▽

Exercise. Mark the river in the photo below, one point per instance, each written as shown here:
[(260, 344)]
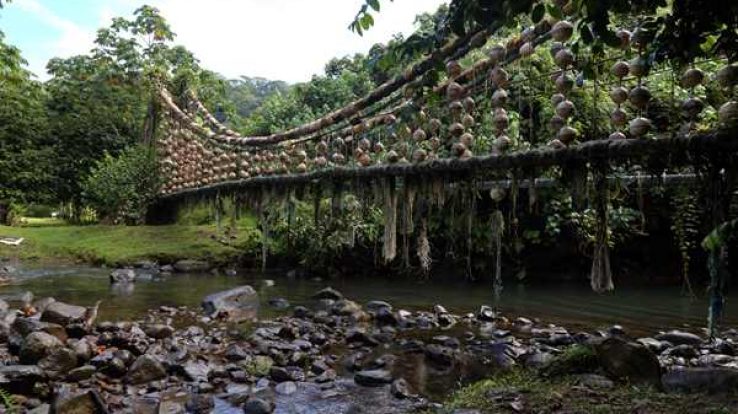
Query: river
[(641, 310)]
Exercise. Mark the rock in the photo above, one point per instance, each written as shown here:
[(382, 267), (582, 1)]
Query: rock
[(200, 403), (58, 361), (440, 355), (89, 402), (158, 330), (38, 345), (63, 314), (328, 293), (301, 312), (710, 380), (196, 371), (654, 345), (258, 406), (373, 378), (191, 266), (238, 304), (41, 409), (20, 379), (43, 303), (375, 305), (83, 350), (235, 353), (680, 338), (486, 313), (286, 388), (82, 373), (629, 360), (145, 369), (400, 389), (279, 303), (384, 316), (123, 276)]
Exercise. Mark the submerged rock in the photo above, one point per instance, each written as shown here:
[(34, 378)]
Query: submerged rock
[(710, 380), (328, 293), (680, 338), (123, 276), (373, 378), (191, 266), (38, 345), (63, 314), (629, 360), (238, 304)]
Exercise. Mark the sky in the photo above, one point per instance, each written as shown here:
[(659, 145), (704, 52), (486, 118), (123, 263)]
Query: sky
[(286, 40)]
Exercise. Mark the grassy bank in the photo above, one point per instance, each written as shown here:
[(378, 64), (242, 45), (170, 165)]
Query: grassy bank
[(521, 391), (119, 245)]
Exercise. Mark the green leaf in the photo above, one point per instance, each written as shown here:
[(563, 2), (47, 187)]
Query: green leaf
[(367, 21), (538, 12), (374, 4)]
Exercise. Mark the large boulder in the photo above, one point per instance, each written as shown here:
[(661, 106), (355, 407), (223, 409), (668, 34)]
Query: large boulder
[(191, 266), (37, 345), (629, 360), (146, 369), (123, 276), (20, 378), (63, 313), (238, 304), (89, 402), (58, 362), (710, 380)]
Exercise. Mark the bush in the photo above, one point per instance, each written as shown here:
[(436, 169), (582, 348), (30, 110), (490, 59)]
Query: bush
[(121, 188)]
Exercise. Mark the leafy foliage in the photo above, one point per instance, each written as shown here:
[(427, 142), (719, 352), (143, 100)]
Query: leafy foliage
[(121, 188)]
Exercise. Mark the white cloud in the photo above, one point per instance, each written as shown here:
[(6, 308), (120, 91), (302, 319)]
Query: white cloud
[(281, 39), (278, 39), (72, 39)]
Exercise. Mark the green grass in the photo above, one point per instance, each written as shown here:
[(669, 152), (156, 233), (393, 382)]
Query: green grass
[(532, 393), (119, 245)]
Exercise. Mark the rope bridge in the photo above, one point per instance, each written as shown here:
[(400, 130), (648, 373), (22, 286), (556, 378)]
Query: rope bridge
[(409, 137)]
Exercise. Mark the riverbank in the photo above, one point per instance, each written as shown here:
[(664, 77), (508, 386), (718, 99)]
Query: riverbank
[(124, 245), (337, 355)]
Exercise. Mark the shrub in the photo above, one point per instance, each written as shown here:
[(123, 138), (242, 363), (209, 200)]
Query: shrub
[(121, 188)]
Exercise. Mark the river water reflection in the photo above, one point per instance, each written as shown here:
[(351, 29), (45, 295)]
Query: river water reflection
[(640, 310)]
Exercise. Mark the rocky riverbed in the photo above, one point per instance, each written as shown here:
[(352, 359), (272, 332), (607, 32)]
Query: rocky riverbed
[(335, 356)]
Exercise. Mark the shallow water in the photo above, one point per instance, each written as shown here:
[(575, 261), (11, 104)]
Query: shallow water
[(640, 310)]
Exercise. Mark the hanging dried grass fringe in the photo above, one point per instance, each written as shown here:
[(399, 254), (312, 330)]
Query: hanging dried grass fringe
[(390, 220), (601, 276), (498, 227)]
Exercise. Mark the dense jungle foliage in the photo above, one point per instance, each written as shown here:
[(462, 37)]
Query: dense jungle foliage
[(84, 135)]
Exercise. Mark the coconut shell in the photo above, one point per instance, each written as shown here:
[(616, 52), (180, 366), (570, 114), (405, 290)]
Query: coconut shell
[(564, 83), (564, 58), (639, 127), (619, 94), (728, 114), (639, 67), (562, 31), (620, 69)]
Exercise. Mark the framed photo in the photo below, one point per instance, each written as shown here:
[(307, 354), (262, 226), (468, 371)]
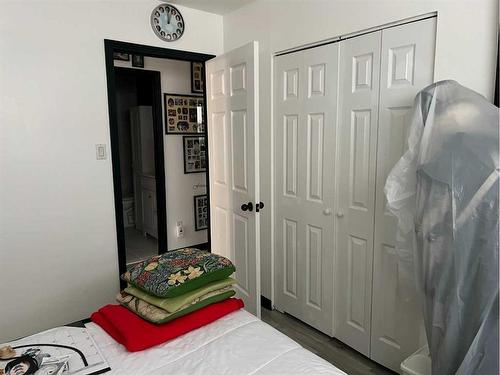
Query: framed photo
[(200, 212), (195, 154), (121, 56), (184, 114), (197, 77), (138, 61)]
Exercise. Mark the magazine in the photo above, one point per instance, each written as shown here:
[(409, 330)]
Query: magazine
[(58, 351)]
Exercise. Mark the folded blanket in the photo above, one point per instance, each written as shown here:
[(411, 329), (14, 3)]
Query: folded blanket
[(174, 304), (136, 334), (156, 315), (177, 272)]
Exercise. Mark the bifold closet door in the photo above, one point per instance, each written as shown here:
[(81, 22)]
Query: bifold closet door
[(357, 148), (305, 121), (407, 67), (233, 133)]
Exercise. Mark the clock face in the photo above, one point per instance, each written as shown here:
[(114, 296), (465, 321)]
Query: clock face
[(167, 22)]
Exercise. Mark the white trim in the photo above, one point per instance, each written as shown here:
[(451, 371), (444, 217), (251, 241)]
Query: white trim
[(357, 33)]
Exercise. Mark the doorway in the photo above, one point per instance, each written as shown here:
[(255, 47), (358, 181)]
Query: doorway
[(143, 151)]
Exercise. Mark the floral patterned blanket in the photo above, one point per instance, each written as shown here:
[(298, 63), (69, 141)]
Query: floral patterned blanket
[(177, 272)]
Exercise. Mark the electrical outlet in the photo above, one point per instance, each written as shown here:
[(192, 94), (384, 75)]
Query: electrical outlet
[(179, 230)]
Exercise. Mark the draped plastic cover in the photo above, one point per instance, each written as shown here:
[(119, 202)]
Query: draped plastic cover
[(444, 194)]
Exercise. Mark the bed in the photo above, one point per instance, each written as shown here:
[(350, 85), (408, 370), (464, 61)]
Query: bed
[(238, 343)]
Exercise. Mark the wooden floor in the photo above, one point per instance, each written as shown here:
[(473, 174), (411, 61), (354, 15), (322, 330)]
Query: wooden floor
[(330, 349)]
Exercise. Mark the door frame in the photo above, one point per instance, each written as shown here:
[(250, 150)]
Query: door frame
[(110, 47)]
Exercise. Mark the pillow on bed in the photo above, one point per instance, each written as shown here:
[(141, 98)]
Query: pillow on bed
[(177, 272), (156, 315)]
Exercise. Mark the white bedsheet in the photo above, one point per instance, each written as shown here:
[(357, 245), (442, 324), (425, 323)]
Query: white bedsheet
[(238, 343)]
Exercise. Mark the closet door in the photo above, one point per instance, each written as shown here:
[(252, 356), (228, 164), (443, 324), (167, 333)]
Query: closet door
[(357, 148), (305, 107), (233, 133), (407, 67)]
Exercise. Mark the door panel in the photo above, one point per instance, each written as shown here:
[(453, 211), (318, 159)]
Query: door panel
[(232, 108), (406, 68), (306, 97), (357, 146)]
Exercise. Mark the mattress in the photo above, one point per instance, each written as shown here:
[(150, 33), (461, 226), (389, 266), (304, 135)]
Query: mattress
[(238, 343)]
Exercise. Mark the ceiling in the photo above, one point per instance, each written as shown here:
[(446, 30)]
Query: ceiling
[(213, 6)]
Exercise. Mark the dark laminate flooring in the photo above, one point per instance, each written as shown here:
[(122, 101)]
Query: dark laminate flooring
[(330, 349)]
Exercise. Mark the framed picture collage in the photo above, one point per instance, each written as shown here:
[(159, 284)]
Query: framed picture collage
[(185, 115)]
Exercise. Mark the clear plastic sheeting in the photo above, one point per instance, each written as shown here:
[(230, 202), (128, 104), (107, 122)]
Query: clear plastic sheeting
[(444, 192)]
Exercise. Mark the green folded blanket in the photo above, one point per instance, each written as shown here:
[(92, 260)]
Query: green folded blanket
[(156, 315), (178, 272), (175, 303)]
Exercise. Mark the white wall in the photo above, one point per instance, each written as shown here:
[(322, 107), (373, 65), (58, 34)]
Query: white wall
[(176, 79), (58, 252), (465, 51)]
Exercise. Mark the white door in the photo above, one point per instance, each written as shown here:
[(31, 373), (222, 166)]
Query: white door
[(357, 148), (233, 132), (407, 67), (305, 106)]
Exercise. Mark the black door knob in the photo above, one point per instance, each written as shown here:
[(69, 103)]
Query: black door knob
[(247, 206)]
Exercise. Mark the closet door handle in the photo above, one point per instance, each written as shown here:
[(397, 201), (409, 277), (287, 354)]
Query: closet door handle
[(247, 206)]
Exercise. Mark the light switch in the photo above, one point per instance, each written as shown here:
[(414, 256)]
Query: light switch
[(100, 151)]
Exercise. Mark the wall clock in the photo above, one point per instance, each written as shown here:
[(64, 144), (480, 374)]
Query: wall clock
[(167, 22)]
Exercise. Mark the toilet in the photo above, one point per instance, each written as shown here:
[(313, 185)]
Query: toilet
[(128, 212)]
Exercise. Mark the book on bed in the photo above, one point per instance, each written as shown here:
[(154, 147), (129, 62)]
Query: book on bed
[(58, 351)]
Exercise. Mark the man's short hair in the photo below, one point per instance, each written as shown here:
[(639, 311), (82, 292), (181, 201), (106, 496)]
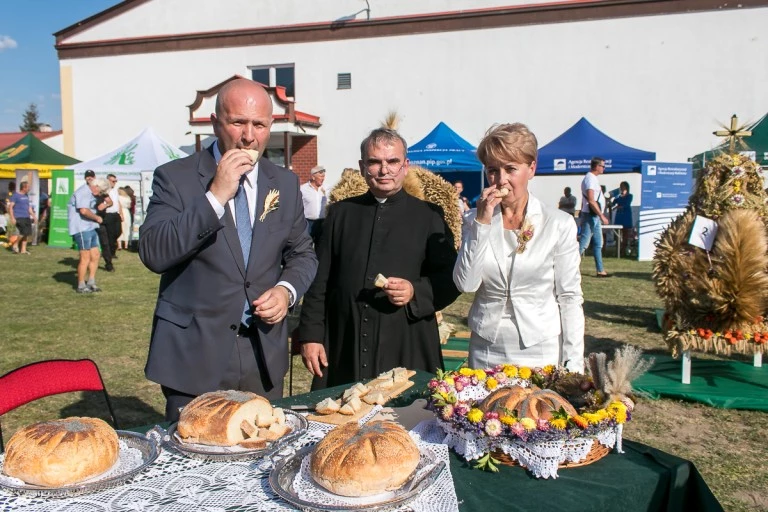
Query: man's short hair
[(102, 184), (378, 136), (595, 162)]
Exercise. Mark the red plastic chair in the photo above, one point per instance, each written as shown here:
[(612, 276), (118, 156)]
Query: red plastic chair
[(52, 377)]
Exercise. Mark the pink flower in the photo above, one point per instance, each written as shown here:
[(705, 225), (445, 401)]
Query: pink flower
[(461, 408), (493, 427)]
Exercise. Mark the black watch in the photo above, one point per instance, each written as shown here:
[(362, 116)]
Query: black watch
[(291, 298)]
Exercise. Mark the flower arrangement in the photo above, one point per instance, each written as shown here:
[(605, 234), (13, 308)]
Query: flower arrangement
[(524, 236), (456, 397)]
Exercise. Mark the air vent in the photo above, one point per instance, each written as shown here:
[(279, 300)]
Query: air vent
[(344, 81)]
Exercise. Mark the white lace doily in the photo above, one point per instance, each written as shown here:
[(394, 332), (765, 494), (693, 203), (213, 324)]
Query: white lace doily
[(541, 458), (174, 483)]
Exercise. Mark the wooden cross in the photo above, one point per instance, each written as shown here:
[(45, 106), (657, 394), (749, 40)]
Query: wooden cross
[(733, 134)]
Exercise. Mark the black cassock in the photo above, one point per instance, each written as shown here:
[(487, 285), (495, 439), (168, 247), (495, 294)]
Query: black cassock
[(364, 334)]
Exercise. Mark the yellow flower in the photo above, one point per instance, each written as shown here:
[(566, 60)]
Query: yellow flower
[(510, 371), (558, 423), (591, 417), (602, 414), (508, 420), (580, 421), (475, 415), (618, 411)]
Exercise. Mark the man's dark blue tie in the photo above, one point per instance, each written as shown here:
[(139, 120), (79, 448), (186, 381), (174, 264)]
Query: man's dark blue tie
[(245, 233)]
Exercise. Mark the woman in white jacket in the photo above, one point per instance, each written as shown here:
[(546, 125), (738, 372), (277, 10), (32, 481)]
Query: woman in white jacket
[(521, 257)]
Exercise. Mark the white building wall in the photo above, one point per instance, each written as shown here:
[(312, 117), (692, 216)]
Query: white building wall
[(658, 83)]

△

## [Prompt]
The required output is the exact sequence of lines from the one containing "Exercise. Mark the wooden cross" through the end of the listing, both endpoints included.

## [Solved exercise]
Exercise. Mark the wooden cross in the photo above, one point per instance, each written as shown here:
[(45, 106), (657, 394), (749, 40)]
Query: wooden cross
[(733, 134)]
Exercise. Mark the black cassock in the photo above, one point per instance, each written as shown here:
[(487, 285), (495, 439), (168, 247), (495, 294)]
Query: black cassock
[(364, 334)]
Exercise. Mark the yellow flower in the photo above, one point per instance, each written as shown here:
[(566, 60)]
Query: yellow flower
[(510, 371), (558, 423), (591, 417), (602, 414), (508, 420), (580, 421), (475, 415), (618, 411)]
Exercise. Mark the man's dark blue tie in the photo above, one point per instance, each written as shown here:
[(139, 120), (79, 448), (186, 381), (174, 264)]
Query: man's dark blue tie
[(245, 233)]
Exercise. Mark the woman in white jacket in the photo above, one point per instance, each written as shown here:
[(546, 125), (738, 372), (277, 10), (32, 481)]
Query: woman in white jacket
[(521, 257)]
Exercise. Mark the white building wall in the photo above, one point per instance, each written as shown here:
[(312, 117), (692, 216)]
Query: white building wall
[(658, 83)]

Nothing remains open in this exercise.